» **WHAT TO PRODUCE**:
Locate the line containing "Objective — a point for each instance of the man wearing" in the data below. Reproduce it and every following line up to the end, exactly as given.

(begin)

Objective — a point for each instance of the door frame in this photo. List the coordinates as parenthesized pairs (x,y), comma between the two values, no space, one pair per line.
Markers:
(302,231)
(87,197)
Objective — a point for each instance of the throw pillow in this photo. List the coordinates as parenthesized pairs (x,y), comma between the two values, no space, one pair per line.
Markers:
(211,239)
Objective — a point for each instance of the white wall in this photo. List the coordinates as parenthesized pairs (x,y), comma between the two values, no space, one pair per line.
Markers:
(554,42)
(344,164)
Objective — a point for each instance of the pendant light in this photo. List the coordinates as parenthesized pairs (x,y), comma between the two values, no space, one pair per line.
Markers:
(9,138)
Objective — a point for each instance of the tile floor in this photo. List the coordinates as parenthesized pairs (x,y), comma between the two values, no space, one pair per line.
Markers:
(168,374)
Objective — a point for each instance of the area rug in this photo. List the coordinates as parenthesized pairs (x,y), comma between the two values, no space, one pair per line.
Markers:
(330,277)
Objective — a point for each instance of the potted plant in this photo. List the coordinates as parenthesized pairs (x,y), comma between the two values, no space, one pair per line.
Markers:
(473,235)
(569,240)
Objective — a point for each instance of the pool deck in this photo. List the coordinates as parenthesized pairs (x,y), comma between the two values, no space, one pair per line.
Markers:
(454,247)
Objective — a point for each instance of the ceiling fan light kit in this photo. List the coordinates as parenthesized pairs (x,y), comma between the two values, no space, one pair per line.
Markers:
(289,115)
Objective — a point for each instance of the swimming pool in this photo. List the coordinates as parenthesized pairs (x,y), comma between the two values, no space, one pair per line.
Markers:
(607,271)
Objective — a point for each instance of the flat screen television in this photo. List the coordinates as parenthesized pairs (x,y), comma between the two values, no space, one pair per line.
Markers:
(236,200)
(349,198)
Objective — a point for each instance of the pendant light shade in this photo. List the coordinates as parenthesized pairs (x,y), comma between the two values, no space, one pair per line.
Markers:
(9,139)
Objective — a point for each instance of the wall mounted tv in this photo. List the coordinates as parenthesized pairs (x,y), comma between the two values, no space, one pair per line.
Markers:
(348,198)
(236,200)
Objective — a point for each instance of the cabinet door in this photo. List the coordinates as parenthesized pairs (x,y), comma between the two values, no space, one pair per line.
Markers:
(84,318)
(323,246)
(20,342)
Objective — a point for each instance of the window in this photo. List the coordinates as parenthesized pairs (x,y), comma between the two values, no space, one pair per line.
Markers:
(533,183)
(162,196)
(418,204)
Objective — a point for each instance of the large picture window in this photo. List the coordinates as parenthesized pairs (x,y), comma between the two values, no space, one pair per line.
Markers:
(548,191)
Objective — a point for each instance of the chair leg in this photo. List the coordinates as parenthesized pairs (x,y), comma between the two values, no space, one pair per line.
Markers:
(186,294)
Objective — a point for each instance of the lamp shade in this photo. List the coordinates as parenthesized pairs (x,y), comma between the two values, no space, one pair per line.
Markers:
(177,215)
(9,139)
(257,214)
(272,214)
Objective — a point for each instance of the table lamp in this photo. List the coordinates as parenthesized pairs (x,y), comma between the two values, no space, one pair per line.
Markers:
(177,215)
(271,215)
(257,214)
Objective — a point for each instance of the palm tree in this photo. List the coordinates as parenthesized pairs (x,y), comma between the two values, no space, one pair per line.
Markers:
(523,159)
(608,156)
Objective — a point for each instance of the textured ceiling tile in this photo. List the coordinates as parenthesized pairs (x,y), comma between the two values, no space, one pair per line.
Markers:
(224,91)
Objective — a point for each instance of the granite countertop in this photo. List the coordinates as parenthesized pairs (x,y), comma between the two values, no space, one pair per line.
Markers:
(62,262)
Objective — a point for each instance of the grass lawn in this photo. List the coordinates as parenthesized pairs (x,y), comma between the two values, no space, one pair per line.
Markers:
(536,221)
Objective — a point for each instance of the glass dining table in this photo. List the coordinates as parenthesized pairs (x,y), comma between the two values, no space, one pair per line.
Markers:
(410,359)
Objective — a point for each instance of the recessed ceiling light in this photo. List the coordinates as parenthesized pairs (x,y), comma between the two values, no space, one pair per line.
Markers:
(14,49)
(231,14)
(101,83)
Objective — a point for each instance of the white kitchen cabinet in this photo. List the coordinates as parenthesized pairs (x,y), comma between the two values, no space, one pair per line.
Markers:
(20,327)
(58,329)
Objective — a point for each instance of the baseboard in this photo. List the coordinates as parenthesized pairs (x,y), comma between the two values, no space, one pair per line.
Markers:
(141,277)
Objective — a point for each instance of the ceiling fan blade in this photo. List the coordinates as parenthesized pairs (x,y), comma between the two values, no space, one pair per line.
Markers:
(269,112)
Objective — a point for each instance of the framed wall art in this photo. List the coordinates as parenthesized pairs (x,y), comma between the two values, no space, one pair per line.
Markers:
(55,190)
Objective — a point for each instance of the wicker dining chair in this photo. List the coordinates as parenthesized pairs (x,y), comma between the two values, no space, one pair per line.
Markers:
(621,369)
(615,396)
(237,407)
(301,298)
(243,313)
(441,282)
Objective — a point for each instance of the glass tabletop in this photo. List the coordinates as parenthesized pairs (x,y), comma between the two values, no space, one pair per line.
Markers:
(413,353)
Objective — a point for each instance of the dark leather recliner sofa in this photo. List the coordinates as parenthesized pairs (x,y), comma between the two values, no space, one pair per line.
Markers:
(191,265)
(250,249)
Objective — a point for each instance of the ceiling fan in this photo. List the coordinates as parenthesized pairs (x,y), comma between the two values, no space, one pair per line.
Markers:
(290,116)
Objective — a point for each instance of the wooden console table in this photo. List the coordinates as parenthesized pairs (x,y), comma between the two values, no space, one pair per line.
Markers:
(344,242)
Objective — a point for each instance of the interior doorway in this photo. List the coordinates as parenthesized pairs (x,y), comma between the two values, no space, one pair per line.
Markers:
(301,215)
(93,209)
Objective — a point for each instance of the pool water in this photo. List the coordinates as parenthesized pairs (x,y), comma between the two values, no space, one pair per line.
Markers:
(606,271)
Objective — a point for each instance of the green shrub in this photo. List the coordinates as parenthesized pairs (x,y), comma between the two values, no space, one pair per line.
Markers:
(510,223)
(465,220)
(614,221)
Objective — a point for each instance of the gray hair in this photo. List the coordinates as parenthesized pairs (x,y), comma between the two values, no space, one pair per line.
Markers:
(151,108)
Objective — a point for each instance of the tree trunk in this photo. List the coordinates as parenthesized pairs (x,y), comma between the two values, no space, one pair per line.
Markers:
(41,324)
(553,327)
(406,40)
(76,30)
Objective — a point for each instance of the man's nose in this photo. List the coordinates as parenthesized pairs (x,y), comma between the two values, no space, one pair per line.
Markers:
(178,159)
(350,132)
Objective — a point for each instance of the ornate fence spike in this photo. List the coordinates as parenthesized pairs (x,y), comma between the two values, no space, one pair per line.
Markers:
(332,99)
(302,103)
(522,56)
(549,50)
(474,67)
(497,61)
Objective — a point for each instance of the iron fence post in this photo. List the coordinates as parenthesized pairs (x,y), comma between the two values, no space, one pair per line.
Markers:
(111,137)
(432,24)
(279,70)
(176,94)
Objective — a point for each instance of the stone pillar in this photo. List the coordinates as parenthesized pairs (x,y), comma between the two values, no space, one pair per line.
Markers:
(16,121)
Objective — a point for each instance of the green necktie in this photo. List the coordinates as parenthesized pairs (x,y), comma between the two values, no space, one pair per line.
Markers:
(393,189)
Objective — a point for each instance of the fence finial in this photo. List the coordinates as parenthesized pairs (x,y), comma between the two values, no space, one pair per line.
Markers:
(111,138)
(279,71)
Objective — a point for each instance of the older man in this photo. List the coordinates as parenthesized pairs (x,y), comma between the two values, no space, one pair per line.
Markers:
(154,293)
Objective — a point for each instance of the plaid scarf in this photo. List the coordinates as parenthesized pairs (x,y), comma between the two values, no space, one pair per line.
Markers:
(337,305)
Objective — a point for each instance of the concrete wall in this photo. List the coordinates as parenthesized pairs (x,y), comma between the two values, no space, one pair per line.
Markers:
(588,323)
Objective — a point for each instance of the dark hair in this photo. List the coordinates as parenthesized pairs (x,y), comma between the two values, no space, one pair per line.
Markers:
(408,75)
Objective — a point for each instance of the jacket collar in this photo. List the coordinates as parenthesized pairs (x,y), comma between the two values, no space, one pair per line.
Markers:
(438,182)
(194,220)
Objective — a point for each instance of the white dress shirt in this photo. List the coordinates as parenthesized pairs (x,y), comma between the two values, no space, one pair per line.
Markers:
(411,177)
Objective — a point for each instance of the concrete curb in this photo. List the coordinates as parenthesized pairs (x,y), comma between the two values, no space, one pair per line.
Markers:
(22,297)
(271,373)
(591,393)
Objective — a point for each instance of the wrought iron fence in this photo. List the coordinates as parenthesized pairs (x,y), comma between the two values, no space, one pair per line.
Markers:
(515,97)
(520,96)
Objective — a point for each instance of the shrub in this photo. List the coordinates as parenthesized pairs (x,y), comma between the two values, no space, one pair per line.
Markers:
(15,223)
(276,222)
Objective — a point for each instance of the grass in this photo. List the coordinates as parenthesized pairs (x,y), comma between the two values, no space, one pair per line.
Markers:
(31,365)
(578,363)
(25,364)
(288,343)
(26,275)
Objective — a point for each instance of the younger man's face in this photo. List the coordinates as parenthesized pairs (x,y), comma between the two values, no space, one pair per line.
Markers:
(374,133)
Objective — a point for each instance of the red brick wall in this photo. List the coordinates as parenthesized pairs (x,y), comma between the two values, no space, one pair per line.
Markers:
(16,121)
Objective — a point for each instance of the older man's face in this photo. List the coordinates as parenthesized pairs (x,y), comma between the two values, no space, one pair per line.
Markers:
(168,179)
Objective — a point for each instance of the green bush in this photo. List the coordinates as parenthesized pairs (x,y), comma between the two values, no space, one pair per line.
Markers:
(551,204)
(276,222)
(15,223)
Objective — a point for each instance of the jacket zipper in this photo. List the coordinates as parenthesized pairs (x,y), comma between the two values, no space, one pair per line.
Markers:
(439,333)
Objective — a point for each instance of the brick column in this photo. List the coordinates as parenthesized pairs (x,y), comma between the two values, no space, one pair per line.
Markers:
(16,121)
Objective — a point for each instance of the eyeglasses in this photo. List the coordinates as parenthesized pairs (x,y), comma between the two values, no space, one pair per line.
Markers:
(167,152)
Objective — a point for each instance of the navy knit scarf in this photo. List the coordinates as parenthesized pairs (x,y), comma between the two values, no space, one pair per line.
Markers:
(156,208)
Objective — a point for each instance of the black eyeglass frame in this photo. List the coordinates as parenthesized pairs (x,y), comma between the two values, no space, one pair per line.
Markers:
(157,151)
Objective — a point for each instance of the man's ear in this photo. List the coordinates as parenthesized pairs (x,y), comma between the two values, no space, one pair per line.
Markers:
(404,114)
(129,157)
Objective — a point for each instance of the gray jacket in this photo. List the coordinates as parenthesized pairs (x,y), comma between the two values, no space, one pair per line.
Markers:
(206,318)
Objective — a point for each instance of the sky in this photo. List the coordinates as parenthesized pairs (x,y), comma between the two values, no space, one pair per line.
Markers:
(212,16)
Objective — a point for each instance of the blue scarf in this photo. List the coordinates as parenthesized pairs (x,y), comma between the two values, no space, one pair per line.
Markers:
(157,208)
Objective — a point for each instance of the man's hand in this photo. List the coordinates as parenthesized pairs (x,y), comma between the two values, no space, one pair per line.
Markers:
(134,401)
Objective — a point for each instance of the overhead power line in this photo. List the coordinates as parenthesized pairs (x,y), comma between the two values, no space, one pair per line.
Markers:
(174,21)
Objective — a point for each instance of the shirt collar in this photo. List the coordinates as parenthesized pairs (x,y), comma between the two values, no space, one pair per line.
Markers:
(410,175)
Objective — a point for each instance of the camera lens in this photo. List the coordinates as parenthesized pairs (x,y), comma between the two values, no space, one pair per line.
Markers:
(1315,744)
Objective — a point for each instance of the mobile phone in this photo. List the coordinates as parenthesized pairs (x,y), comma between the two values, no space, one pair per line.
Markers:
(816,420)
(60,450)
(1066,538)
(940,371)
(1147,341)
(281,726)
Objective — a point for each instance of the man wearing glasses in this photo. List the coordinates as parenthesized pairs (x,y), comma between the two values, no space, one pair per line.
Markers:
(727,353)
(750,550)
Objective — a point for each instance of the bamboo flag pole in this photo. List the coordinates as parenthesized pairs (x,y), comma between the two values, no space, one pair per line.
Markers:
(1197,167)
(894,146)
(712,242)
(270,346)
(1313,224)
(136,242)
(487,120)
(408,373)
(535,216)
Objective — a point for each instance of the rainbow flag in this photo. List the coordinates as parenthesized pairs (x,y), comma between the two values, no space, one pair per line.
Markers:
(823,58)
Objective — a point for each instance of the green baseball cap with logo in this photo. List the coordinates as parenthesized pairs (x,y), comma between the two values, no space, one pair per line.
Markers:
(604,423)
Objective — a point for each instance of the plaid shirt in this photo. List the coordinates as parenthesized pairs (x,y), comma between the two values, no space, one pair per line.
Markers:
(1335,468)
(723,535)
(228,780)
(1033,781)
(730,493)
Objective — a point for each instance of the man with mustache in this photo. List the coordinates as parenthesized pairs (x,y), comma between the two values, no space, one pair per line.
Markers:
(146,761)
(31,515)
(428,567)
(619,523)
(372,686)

(end)

» **RESULT**:
Objective — a point for each instance of the man wearing glasses in this photo. List the coordinates as parenthesized pairs (x,y), comma between the two values, no space, one pair per line.
Markers:
(727,353)
(750,550)
Objective — a point for each instance of the bamboo flag pole in this photo. List the coordinates as parenthesized pairs (x,y), comma between the two values, no space, one pair per line.
Markers:
(1197,167)
(894,146)
(712,242)
(270,346)
(1313,224)
(136,242)
(487,120)
(408,373)
(535,216)
Objective — a point for each instance of the rainbow flag in this photo. List the coordinates as parenthesized pairs (x,y), comma between the two values, no space, one pair per line.
Markers:
(823,58)
Objective — a point for each instance of the green baseball cap with logo in this photo. List the coordinates as parenthesized pairs (x,y), comma between the two values, no space, one pair per line.
Markers:
(604,423)
Objective — a point for each instance of the plaid shirt in this photo. List the coordinates as parenthesized pairs (x,y), comma between the two values, no space, one pair per line.
Markers:
(1335,468)
(723,535)
(228,780)
(1033,781)
(730,493)
Objective — a point for each instance of the man with mustache in this photo. List the coordinates as parenthesized pairs (x,y), comma between the two values, no space, one pair per line.
Markers:
(146,761)
(31,515)
(428,567)
(619,523)
(372,686)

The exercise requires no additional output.